Alternative Treatments
Primary and secondary hyperhidrosis patients experiencing moderate to severe sweating should try these alternative treatment options before considering surgery.  If you have tried alternative options to treat your excessive sweating and/or blushing and it doesn't resolve, surgery  may be the next step.  The following treatment options should be discussed with your primary care physician.

Antiperspirants (ie, Drysol, Certain Dri )
The first therapeutic measure recommended.  Aluminum Chloride Hexahydrate (20-25%) in 70-90% alcohol applied in the evening 2-3 times per week. Less effective over time (within months). High incidence of skin irritation. 10% Glutaraldehyde. Good clinical result in 72 hours. Brown discoloration of the skin occurs. Effective in individuals with light to moderate hyperhidrosis, but not always. Must be repeated regularly for life.

Iontophoresis (Drionic, Hydrex)
Tried, if antiperspirants not effective. Used to treat palmar, axillary, and plantar hyperhidrosis.
Low intensity electric current (15-18 mA) applied to the palms and/or soles immersed in an electrolyte solution.
Has to be repeated regularly, initially in 20 minute sessions several times/week, gradually stretching out the interval between treatments to 1-2 weeks. The results vary: many patients (70%), suffering from light to moderate hyperhidrosis, are happy with the method, some may consider it too time-consuming or inefficient and comparably expensive. It is difficult to apply in axillary, and impossible to use in diffuse hyperhidrosis of the face or the trunk/thigh region. Side effects include: burning, electric shock, discomfort, tingling, skin irritation (erythema and vesicle formation). Sweating returns after cessation.

Medications (Anti-cholinergics - Ditropan, Robinul, Propantheline)
No specific medication to treat hyperhidrosis. Sedative (psychotropic) and/or anti-cholinergic drugs commonly used. Many side-effects. Dry mouth "cotton tongue". Accomodation difficulties of the eyes (hard to focus eyes). Many others. Not generally recommended for treating hyperhidrosis. Low dose anti-cholinergic agents may decrease excess sweating without causing incapacitating side-effects in those few individuals who suffer only from profuse truncal sweating. A dosage necessary to normalize the amount of sweating is rarely tolerated.

Botulinus toxin (Botox injections)

• _What you will do_:
1) Reproduce the passage of the hyperhidrosis treatment text starting with "Has to be repeated" and going on through "returns after cessation.".
2) Supply the next part of the hyperhidrosis treatment text, picking up after its final line.

• _Extracted information_:

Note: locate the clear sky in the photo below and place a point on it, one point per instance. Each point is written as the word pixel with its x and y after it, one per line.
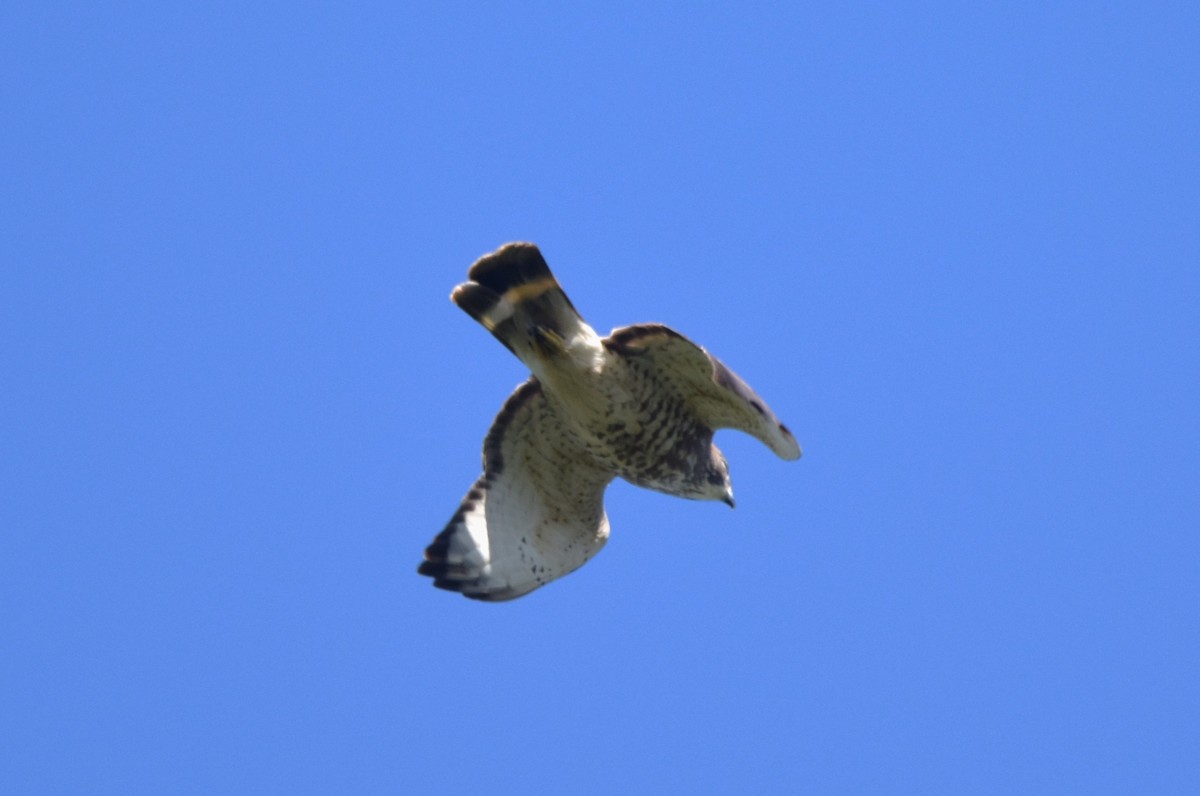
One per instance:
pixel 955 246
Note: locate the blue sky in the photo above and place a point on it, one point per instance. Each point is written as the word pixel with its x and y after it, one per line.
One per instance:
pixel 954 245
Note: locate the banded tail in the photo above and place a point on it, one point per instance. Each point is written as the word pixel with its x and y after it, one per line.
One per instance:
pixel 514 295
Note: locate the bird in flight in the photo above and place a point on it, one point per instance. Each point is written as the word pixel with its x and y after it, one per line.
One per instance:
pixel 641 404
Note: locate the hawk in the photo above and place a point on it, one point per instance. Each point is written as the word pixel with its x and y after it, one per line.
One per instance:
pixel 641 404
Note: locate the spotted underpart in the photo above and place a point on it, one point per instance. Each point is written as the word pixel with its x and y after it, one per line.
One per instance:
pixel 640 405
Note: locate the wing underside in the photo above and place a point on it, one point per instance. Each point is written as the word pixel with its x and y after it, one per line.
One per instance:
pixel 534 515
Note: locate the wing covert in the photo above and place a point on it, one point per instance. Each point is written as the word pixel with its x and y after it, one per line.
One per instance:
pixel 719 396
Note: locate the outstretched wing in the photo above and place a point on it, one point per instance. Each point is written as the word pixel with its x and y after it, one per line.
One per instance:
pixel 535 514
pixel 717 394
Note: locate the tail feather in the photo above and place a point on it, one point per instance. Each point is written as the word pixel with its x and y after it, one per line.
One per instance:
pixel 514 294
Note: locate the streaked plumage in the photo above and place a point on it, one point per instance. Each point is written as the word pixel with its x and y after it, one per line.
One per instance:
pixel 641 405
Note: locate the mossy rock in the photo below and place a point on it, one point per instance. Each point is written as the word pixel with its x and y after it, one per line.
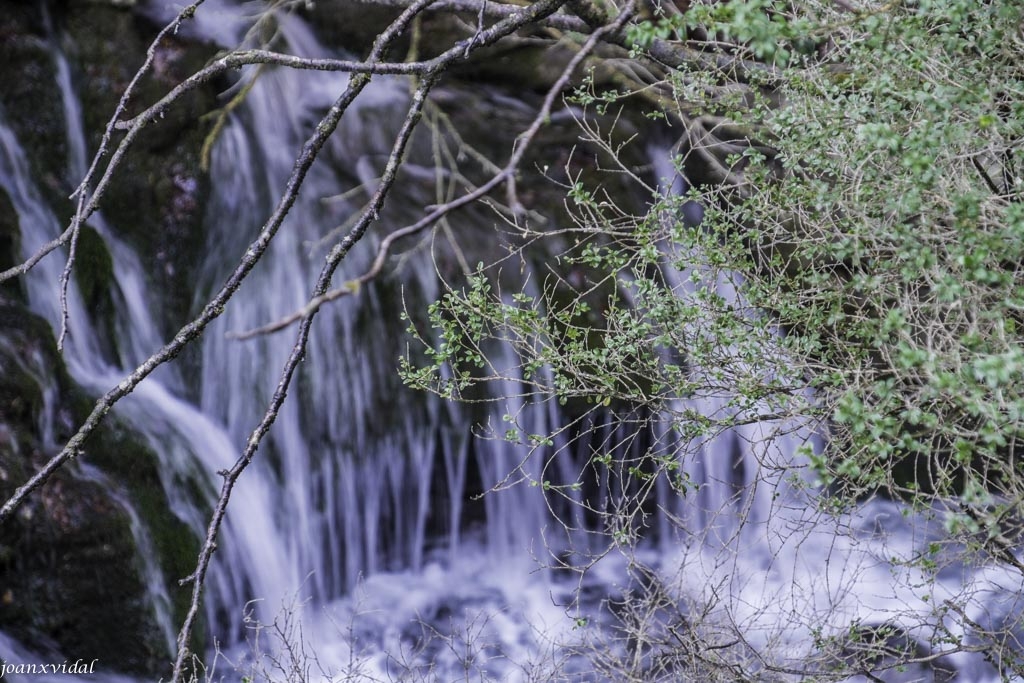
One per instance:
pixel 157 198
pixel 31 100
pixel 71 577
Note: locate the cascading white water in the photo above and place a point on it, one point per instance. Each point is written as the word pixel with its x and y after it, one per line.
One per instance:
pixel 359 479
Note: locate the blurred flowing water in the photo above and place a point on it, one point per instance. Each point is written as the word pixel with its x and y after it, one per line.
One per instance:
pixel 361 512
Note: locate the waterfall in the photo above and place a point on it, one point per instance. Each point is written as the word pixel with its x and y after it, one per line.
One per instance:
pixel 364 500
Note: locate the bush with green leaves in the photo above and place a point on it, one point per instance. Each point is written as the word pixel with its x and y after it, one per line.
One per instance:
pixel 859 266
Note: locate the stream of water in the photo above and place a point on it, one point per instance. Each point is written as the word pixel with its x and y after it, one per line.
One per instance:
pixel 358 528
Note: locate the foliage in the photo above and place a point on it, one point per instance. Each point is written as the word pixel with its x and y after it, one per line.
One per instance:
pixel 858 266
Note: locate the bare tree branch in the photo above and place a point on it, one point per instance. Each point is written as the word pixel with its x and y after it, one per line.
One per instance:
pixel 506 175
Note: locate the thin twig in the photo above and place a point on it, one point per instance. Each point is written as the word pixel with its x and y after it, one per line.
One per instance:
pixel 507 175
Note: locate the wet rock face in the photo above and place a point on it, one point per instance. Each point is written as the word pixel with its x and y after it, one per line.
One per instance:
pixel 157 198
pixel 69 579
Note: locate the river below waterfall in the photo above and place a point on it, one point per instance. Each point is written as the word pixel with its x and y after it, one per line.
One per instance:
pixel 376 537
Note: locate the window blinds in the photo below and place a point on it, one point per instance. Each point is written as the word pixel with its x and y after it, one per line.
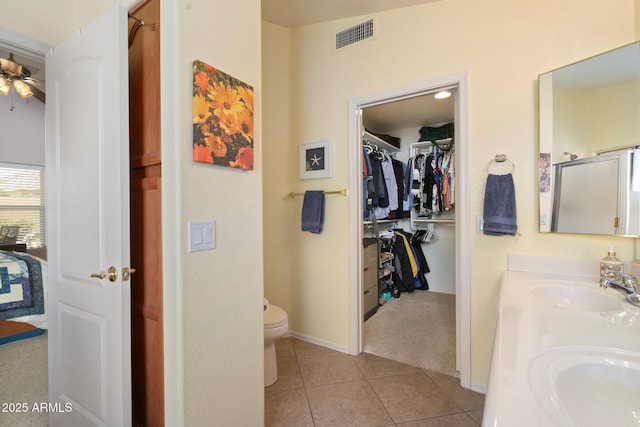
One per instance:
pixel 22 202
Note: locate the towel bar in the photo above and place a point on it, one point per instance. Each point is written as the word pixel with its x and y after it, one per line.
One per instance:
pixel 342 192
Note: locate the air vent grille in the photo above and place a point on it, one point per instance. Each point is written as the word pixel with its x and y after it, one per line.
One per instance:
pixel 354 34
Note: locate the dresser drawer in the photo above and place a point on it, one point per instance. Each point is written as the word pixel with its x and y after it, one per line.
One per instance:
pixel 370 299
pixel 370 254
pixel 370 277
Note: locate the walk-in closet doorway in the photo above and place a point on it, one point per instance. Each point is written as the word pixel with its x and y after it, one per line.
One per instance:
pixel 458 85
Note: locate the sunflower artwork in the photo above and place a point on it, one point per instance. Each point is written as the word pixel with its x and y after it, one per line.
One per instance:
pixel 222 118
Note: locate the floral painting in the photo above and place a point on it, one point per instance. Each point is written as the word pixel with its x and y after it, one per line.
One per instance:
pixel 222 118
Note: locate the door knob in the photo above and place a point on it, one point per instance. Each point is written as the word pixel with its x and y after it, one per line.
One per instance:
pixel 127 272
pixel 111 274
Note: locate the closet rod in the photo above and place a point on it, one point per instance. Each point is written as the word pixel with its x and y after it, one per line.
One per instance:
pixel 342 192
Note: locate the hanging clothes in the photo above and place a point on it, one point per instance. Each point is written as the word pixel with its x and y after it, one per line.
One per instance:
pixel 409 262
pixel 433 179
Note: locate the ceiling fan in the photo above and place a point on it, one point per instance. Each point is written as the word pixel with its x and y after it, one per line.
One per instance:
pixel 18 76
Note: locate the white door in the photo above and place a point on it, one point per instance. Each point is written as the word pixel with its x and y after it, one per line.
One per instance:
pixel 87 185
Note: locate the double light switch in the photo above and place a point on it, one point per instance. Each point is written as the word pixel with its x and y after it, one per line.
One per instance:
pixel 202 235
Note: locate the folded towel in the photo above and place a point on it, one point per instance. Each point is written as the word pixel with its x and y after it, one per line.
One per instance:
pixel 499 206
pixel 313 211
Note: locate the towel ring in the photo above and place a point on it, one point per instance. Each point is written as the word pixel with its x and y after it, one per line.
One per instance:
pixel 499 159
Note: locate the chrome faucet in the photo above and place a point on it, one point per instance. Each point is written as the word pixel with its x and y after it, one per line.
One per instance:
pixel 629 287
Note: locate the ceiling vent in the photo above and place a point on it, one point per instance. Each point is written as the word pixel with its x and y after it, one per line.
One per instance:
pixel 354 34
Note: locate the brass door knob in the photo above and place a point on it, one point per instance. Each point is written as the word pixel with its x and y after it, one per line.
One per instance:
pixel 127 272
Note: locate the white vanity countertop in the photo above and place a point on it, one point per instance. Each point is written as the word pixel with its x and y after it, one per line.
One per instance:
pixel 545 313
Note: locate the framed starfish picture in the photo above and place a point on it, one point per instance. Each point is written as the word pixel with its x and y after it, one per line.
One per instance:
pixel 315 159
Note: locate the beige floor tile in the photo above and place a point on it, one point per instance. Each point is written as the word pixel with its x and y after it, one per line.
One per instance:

• _Responses_:
1)
Has to be repeated regularly, initially in 20 minute sessions several times/week, gradually stretching out the interval between treatments to 1-2 weeks. The results vary: many patients (70%), suffering from light to moderate hyperhidrosis, are happy with the method, some may consider it too time-consuming or inefficient and comparably expensive. It is difficult to apply in axillary, and impossible to use in diffuse hyperhidrosis of the face or the trunk/thigh region. Side effects include: burning, electric shock, discomfort, tingling, skin irritation (erythema and vesicle formation). Sweating returns after cessation.

2)
Produced by a bacteria known as Clostridium botulinum, this toxin is one of the most lethal poisons known. This toxin interfers with the neurotransmitter acethylcholine at the synapses (nerve junction points). Progressive paralysis of all muscles in the body develops. Botulinus toxin given in extremely low doses has been used to treat localized muscle hyperactivity such as lid spasms and torticollis. Side effects include: dry mouth, bladder paralysis, bowel inactivity, and others. Repeat injections are frequently required every 1 to 6 months.

Hypnosis
Individuals who have tried hypnosis for palmar hyperhidrosis have reported little improvement.

Lasertherapy
Some desperate patients have tried this technique. This technique involves direct irradiation of the palms which results in 3rd degree burns of the hands without any improvement in sweating.

Radiotherapy
High-dose radiation to treat axillary hyperhidrosis. Serious dermatitis and skin retraction develops.

Psychotherapy (Limited effect in the majority of patientS)
Psychological problems commonly develop as a consequence of hyperhidrosis, not the other way around. Psychiatric or psychopharmacologic therapy may help an individual to cope with hyperhidrosis condition, but certainly won't treat the disorder.

Additional Alternative Treatment Methods
Alternative Medicine, Homoeopathy, Massage, Acupuncture, Phytotherapeutic (Herbal) drugs. These methods are hard to document improvement.

Axillary Sweat Gland Removal
Z-plasty excision of the axillary sweat glands. Hypertrophic and/or constrictive scars may sometimes form restricting shoulder motion.